| SET PROBLEM |
In your copy, leave out the pictures; write out all the data exactly.

Source records
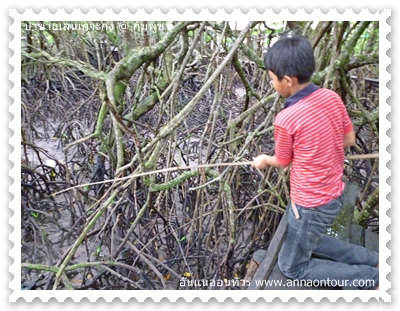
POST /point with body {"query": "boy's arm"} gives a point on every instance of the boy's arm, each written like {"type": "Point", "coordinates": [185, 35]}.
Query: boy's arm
{"type": "Point", "coordinates": [349, 139]}
{"type": "Point", "coordinates": [262, 161]}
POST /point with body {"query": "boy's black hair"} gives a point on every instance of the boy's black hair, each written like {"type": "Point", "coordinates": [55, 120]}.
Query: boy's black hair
{"type": "Point", "coordinates": [291, 55]}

| SOLVED PROBLEM |
POST /point with body {"query": "boy's arm"} gives a point on every instance of the boy's arm, each written like {"type": "Point", "coordinates": [185, 35]}.
Query: boy's arm
{"type": "Point", "coordinates": [349, 139]}
{"type": "Point", "coordinates": [262, 161]}
POST /point with body {"query": "boy's black hair"} gives a point on every instance of the boy's black hair, each written like {"type": "Point", "coordinates": [55, 120]}.
Query: boy's black hair
{"type": "Point", "coordinates": [291, 55]}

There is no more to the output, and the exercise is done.